Coordinate labeling data
+ + +
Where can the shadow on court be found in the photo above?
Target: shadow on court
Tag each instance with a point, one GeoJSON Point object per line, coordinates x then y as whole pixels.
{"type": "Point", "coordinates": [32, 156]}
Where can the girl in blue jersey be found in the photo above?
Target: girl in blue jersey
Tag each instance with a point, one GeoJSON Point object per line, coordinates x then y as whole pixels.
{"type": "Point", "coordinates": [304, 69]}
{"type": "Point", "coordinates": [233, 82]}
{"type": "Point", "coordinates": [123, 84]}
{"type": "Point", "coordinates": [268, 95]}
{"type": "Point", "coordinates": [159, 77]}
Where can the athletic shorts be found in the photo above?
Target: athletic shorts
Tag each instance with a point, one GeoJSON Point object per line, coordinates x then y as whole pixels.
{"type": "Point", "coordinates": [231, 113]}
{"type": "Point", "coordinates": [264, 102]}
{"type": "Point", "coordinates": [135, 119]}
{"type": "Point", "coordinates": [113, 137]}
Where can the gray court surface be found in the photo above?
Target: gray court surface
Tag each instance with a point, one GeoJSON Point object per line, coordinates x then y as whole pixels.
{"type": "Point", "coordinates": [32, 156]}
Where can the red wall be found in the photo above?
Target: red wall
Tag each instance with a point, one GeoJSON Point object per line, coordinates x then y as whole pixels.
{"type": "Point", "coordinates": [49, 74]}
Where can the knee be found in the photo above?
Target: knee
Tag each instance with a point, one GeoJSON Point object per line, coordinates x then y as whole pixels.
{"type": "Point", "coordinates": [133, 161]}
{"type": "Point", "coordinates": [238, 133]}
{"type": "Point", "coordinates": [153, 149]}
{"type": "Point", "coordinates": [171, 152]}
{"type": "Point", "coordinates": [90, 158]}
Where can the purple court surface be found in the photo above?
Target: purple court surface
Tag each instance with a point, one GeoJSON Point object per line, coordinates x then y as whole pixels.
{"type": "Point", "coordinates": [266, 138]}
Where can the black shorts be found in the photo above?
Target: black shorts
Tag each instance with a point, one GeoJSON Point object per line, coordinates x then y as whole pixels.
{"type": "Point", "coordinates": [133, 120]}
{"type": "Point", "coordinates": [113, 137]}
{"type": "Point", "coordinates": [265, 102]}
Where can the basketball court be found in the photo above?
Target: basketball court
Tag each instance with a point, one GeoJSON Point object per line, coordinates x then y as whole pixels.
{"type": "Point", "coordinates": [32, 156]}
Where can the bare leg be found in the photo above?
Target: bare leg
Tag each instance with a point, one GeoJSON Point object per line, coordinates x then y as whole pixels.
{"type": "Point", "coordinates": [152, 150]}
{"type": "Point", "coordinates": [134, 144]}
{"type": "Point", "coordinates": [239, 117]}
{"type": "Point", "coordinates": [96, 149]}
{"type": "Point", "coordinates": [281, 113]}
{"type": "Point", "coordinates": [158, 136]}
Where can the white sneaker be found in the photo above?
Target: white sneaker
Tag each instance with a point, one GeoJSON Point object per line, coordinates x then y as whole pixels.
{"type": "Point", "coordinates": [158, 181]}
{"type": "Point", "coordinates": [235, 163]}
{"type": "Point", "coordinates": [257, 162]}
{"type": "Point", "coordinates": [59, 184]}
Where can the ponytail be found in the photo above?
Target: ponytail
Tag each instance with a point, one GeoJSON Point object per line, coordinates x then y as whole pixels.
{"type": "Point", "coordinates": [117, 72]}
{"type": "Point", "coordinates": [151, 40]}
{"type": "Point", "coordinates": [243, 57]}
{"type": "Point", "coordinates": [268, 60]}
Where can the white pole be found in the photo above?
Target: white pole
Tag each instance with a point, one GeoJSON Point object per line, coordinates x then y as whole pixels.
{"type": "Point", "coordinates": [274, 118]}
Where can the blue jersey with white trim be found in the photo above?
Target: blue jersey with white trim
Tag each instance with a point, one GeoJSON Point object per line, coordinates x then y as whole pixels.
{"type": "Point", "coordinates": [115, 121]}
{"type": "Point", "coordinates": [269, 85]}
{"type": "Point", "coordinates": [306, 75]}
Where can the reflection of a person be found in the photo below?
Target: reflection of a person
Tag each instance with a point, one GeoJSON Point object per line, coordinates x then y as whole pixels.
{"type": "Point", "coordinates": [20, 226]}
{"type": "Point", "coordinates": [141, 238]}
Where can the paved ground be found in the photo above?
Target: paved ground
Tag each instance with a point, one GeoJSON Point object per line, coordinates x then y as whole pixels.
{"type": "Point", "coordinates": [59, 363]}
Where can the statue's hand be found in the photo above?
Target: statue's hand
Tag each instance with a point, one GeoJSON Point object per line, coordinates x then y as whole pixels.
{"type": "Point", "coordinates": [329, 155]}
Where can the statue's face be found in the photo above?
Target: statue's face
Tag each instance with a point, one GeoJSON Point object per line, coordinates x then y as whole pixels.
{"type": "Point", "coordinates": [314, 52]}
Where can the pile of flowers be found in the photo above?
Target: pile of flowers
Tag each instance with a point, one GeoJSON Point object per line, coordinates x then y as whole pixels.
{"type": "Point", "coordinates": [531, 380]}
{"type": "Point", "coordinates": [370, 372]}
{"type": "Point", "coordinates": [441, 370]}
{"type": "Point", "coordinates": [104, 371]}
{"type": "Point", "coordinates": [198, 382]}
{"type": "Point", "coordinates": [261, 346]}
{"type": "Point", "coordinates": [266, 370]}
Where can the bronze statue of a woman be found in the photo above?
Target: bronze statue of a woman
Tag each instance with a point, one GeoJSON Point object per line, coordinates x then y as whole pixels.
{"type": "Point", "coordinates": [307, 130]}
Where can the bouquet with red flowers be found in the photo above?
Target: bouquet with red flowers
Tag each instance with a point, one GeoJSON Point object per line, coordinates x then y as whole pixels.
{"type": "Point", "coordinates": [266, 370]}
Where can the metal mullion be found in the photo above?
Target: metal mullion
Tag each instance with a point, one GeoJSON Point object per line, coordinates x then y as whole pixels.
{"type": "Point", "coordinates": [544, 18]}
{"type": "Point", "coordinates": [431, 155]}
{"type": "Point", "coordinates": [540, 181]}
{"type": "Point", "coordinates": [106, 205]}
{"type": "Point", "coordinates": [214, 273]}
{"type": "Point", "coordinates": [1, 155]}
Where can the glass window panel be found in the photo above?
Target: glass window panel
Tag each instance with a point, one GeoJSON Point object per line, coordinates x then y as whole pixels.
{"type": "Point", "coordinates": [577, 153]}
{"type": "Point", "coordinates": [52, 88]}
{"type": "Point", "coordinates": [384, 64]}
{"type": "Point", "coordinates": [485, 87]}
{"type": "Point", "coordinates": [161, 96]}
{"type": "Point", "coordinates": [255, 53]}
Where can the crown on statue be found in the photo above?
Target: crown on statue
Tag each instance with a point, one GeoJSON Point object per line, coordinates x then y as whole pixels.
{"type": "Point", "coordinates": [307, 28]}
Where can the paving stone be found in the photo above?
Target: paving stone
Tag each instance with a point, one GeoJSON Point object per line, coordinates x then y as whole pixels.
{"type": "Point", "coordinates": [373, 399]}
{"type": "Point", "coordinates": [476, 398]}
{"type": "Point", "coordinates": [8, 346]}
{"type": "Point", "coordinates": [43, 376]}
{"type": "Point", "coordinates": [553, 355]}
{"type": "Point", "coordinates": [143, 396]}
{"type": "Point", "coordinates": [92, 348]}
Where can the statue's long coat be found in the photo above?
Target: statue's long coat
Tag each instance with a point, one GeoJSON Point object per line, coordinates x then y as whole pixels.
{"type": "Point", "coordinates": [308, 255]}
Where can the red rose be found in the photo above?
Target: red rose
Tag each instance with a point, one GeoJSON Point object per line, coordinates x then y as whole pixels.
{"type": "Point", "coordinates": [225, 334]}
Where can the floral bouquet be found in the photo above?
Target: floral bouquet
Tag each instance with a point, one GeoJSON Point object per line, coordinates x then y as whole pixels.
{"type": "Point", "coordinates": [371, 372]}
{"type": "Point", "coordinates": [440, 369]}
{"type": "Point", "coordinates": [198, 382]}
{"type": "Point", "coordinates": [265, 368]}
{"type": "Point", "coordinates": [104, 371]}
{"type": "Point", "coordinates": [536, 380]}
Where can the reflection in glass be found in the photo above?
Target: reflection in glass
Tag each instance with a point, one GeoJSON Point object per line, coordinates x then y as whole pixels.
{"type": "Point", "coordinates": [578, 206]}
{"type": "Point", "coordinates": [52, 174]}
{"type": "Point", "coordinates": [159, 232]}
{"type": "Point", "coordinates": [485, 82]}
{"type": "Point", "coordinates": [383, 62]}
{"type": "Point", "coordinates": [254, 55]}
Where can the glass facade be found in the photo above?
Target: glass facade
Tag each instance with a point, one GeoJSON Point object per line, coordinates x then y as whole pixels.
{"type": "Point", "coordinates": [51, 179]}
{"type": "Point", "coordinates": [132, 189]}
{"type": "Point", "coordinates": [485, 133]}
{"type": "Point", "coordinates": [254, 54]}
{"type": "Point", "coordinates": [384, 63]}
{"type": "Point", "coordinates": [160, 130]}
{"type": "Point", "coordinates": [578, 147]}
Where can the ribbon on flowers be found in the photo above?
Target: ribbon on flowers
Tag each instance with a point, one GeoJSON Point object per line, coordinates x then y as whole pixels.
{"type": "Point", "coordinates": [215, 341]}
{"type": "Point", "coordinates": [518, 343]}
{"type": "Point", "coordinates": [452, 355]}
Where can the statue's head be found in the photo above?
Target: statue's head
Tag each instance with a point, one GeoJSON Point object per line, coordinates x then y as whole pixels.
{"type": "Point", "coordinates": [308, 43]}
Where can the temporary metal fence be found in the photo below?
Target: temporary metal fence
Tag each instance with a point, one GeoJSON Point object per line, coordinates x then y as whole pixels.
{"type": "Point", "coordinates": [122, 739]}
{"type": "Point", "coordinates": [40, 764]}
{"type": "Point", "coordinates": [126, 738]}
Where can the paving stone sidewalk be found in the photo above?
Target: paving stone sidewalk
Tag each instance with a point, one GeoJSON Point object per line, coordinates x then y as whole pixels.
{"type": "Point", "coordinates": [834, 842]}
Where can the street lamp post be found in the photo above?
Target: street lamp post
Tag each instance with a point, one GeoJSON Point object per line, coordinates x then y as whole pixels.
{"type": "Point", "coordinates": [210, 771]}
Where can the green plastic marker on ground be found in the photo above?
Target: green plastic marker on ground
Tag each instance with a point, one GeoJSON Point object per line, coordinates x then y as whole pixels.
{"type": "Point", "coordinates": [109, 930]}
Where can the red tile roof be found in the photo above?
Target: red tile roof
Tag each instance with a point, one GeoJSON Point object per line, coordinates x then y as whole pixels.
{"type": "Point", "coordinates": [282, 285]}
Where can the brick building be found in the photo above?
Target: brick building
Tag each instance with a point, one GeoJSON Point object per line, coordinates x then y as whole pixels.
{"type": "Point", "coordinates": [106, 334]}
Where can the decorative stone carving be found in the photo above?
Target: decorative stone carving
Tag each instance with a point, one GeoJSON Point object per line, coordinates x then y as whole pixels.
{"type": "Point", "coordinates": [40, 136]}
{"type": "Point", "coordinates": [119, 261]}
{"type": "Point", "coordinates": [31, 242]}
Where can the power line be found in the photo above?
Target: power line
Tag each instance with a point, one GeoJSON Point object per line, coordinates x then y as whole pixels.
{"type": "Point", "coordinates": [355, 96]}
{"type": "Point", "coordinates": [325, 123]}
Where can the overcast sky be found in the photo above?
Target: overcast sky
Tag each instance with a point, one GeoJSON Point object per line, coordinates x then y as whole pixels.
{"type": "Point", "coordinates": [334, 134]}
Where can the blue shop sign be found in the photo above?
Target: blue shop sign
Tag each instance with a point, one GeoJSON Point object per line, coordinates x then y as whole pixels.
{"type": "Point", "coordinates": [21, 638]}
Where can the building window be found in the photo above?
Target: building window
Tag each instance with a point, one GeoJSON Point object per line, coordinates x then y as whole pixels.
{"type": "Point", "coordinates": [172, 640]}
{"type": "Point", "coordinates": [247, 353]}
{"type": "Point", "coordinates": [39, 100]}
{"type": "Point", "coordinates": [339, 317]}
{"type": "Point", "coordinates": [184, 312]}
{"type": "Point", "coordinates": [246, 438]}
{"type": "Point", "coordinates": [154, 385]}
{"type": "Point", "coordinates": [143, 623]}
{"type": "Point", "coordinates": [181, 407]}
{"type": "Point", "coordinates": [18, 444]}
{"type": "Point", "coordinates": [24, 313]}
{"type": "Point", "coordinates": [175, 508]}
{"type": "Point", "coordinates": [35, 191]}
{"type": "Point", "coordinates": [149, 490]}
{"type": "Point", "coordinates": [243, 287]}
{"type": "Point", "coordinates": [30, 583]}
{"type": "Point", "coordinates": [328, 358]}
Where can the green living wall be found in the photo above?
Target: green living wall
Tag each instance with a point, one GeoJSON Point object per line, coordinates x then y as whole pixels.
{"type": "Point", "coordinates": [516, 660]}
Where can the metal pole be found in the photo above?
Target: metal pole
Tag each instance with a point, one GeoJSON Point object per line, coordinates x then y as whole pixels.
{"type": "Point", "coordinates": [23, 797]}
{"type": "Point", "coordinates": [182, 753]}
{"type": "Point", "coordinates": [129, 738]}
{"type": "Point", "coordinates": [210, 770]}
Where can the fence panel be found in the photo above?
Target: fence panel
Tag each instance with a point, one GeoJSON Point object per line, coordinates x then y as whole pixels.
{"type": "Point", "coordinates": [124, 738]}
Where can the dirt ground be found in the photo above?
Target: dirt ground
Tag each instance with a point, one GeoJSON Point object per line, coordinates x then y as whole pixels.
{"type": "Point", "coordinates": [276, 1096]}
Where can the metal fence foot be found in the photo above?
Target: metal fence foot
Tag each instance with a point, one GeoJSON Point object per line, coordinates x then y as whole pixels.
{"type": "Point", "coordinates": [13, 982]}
+ + +
*What you have to do*:
Write out once more the lines above beginning at the line with "Where can the fence"; continue through the final line and stop there.

*Response to this exercise*:
Where can the fence panel be found in the photo above?
Target: fence panel
Tag each instance with a point, one GeoJSON Point object per line, coordinates x then y as whole pixels.
{"type": "Point", "coordinates": [124, 738]}
Where can the dirt ground be found in the photo above?
Target: dirt ground
Tag each instance with a point, one GeoJSON Point object per line, coordinates x then y as whole pixels.
{"type": "Point", "coordinates": [276, 1096]}
Where can the metal fence foot be found in the photo above?
Target: metal fence foot
Tag each instance with a point, one GeoJSON Point object per line, coordinates x then y as whole pixels.
{"type": "Point", "coordinates": [13, 982]}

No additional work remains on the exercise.